● **Exercise instructions**:
I need every line that includes the word "curly" copied from the material.

● **Supplied material**:
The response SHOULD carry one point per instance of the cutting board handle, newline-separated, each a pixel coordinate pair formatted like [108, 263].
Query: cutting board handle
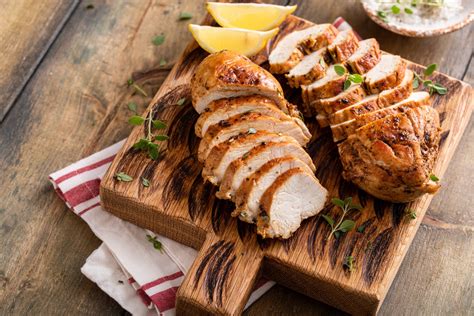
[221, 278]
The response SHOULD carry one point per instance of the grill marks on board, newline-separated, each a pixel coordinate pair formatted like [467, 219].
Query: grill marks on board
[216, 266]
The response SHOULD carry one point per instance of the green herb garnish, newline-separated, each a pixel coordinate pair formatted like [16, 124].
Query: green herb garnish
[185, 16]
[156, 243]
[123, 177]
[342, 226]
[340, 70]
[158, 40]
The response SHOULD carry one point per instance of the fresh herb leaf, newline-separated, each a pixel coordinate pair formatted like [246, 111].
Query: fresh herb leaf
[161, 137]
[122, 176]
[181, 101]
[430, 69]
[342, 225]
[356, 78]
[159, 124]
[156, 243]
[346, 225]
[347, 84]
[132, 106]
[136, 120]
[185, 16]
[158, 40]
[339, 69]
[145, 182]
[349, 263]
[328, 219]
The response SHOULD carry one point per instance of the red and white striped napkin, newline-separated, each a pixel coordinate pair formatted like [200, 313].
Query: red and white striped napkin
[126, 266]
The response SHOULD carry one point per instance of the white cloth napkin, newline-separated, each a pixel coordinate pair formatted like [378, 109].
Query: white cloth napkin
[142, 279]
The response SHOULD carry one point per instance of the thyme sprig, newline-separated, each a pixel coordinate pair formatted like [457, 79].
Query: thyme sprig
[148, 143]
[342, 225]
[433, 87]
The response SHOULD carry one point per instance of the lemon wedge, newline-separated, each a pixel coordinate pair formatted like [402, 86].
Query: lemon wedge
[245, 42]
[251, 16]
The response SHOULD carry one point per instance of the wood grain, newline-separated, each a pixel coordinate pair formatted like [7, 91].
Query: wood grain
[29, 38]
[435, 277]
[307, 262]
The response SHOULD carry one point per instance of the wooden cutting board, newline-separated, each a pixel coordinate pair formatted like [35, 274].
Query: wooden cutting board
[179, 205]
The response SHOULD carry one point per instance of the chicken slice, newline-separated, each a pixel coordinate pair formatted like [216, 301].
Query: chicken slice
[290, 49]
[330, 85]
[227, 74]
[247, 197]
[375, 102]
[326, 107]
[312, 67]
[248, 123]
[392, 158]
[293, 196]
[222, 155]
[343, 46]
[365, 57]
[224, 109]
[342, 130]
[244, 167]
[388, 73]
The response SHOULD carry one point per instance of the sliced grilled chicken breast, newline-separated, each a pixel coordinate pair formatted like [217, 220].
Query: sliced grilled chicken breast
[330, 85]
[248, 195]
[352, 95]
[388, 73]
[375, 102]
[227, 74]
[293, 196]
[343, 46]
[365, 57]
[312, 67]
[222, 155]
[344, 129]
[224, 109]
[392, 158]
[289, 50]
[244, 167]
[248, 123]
* * *
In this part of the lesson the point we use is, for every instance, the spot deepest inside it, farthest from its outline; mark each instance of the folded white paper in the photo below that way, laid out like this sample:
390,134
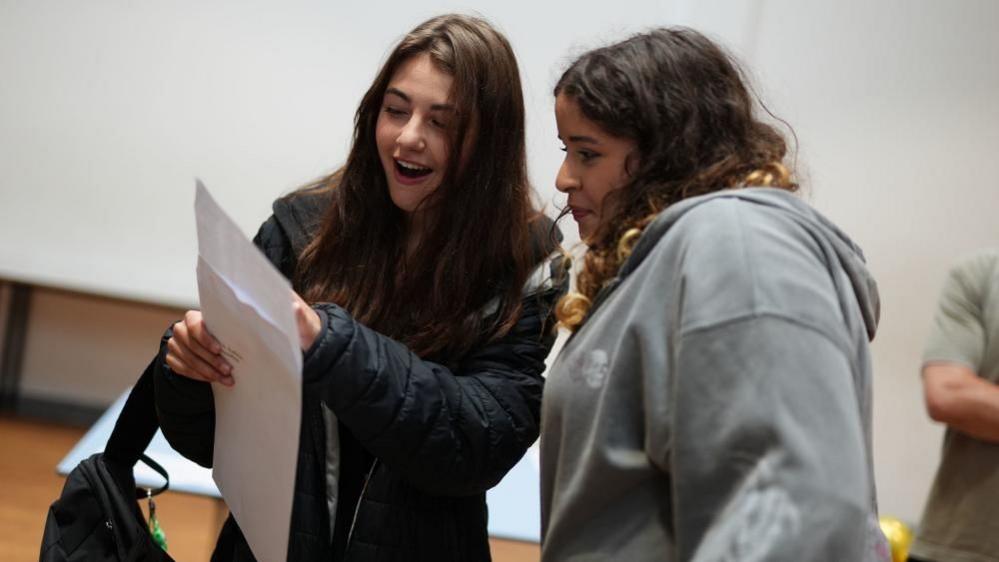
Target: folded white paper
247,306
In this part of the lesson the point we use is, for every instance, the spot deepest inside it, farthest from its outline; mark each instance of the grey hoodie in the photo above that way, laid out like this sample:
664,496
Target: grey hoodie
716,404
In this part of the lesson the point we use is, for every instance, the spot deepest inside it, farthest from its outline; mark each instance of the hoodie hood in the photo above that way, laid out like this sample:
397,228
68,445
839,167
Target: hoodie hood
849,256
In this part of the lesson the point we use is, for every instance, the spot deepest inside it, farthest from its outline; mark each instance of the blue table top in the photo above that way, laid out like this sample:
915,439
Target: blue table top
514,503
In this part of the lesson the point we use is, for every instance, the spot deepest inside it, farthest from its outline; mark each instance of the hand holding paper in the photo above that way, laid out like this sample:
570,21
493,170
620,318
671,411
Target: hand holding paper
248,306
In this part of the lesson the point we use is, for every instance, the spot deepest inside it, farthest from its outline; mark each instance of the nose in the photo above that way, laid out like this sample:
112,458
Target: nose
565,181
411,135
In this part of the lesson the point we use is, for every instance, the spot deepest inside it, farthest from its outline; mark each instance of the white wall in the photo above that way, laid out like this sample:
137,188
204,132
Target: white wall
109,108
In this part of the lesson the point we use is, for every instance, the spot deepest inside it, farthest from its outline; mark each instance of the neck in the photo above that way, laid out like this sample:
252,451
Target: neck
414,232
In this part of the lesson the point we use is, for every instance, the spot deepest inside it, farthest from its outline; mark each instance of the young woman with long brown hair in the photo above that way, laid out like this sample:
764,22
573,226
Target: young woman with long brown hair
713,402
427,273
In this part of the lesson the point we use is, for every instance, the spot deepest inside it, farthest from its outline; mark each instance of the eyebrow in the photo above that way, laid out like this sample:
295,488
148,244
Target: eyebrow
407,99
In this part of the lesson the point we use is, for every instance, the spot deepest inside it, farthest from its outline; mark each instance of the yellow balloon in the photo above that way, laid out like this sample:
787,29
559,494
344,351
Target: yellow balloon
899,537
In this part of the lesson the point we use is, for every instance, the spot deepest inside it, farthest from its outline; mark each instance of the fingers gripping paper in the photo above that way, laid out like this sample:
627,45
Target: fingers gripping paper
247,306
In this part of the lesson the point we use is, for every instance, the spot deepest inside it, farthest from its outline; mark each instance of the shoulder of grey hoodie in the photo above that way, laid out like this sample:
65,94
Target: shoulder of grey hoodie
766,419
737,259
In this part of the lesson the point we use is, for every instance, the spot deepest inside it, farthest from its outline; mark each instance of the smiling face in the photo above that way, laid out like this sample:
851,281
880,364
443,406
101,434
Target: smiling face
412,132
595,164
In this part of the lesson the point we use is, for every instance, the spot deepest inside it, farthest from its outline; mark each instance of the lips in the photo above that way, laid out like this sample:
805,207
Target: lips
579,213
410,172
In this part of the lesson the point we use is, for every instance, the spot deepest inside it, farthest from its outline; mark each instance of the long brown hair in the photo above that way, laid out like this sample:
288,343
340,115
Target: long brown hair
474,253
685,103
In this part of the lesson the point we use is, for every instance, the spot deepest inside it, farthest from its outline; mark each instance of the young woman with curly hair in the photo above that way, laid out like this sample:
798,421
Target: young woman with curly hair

● **Reply to the exercise**:
In this part of the lesson the point we use is, for every instance, the spot deepest inside it, farthest from its outline; mark each instance of the young woman with curly hair in the photo above that way, laid out like this sample:
Target: young woman with curly hair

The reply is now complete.